Aufgabe 1:
Übersetze den Satz „Das Herz der Strategie bildet jedoch das Energiegesetz, das totalrevidiert wird.“ aus dem Textauszug über die Energiestrategie 2050 ins Englische.
Aufgabe 2:
Führe den Textauszug über die Energiestrategie 2050 im Anschluss an seinen letzten Satz weiter.

Publiziert am: 21.11.2014

Nun ist die Politik am Zug

ENERGIESTRATEGIE 2050 – Die Energiestrategie 2050 steht am Anfang des parlamentarischen Prozesses. In der Wintersession wird sie erstmals im Nationalrat diskutiert.

Was bringt die Energiestrategie 2050? Die Vorlage ist umfassend. Gleich neun Gesetze werden geändert: Von der direkten Bundessteuer bis zu den CO2-Regularien – die Vorlage hat Querschnittscharakter. Das Herz der Strategie bildet jedoch das Energiegesetz, das totalrevidiert wird.

«ENERGETISCHE SANIERUNGEN VON DEN STEUERN ABZIEHEN – DAS IST BAHNBRECHEND.»

Die Energiestrategie 2050 war als Antwort auf Zweierlei gedacht. Erstens auf die Neuorientierung der Schweizer Energiepolitik nach dem Unfall im japanischen Fukushima. Zweitens als Gegenvorschlag zur Atomausstiegs-Initiative. Doch das zweite soll nach der nationalrätlichen Kommission nicht geschehen. Sie will nämlich die Vorlage vom Gegenvorschlag trennen. Das heisst, die Volksinitiative bleibt ohne Gegenvorschlag, und die Strategie wird ohne Volksinitiative beraten und eventuell in Kraft treten.

Gegebene Datensätze:
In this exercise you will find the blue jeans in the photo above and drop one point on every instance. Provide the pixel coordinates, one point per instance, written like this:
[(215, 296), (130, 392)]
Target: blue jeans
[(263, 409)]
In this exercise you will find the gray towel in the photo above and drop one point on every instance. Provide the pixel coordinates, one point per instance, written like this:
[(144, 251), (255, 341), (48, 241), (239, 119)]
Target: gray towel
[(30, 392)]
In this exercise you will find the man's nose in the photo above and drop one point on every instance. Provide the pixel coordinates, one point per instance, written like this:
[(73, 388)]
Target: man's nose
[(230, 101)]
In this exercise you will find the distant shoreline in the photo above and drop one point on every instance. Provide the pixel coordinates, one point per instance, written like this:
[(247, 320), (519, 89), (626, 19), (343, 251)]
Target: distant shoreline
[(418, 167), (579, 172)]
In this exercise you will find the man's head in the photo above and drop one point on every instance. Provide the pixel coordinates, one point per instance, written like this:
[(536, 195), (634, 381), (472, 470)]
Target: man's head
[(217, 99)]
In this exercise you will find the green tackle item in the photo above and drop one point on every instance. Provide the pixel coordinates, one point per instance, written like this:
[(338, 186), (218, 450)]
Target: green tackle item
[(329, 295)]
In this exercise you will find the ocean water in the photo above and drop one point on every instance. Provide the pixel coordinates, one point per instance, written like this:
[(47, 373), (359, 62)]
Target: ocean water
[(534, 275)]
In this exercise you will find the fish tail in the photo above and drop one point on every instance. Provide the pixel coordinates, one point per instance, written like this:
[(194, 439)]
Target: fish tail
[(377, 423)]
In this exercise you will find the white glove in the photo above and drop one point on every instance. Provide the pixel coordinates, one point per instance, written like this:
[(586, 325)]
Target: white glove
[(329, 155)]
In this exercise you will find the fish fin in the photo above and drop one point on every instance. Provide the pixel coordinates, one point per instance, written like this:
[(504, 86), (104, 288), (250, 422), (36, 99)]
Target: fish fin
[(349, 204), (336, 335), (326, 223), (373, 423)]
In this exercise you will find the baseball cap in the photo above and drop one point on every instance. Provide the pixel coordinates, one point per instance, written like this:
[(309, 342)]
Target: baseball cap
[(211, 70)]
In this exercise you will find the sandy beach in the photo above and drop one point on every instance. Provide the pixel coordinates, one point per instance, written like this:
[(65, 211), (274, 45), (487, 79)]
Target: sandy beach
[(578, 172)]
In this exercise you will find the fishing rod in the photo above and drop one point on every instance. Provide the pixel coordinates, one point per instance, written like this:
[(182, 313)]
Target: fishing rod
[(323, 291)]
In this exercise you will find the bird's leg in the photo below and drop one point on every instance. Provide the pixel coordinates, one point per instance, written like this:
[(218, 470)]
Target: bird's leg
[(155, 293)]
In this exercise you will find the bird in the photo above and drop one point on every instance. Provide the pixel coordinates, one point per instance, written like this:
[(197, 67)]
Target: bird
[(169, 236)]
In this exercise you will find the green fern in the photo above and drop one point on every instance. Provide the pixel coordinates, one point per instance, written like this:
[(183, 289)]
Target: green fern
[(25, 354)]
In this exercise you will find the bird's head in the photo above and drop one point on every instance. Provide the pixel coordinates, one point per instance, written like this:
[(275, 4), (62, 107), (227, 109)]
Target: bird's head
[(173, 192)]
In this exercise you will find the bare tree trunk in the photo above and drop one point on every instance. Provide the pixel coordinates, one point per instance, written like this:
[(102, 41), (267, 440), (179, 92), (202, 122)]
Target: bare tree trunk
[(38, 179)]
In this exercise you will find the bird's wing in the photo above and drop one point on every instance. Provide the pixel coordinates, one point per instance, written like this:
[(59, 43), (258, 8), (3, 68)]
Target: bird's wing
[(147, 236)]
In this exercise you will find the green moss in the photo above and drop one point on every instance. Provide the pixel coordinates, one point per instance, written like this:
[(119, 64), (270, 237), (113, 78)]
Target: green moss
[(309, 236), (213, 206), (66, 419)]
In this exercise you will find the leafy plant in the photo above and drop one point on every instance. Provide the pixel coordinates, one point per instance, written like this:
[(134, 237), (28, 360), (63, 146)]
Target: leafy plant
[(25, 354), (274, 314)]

Ergebnis 1:
The heart of the strategy, however, is the Energy Act, which is undergoing a complete revision.

Ergebnis 2:
Das Positive zuerst ...

Was ist von der Energiestrategie 2050 zu halten? Geradezu bahnbrechend ist ein Vorschlag der Kommission: Investitionen in die energetische Sanierung von Gebäuden und Ersatzneubauten sollen steuerlich absetzbar sein. Der Vorschlag will diese Absetzbarkeit über vier Jahre möglich machen, wenn eine gewisse Wirkungseffizienz erreicht wird. Diese steuerliche Absetzbarkeit soll im Übrigen sowohl für natürliche Personen als auch für Unternehmen gelten. Damit würde eine alte ordnungspolitische Forderung des Schweizerischen Gewerbeverbands sgv erfüllt. Es wird ein Anreiz geschaffen, der keine zusätzlichen Subventionen enthält. Zudem wird die Wirkung und nicht die Massnahmen belohnt, was die Mitnahmeeffekte minimiert. Nun ist es wichtig, diesen Kommissionsbeschluss auch vom Plenum des Nationalrates verabschieden zu lassen.

Ebenfalls positiv zu werten sind gewisse Vereinfachungen im Bereich der Bewilligungsverfahren für Stromproduktionsanlagen. Die Einrichtung des «nationalen Interessens» kann vertrackte Verhandlungen bezüglich Bau von Anlagen und Netzen erleichtern.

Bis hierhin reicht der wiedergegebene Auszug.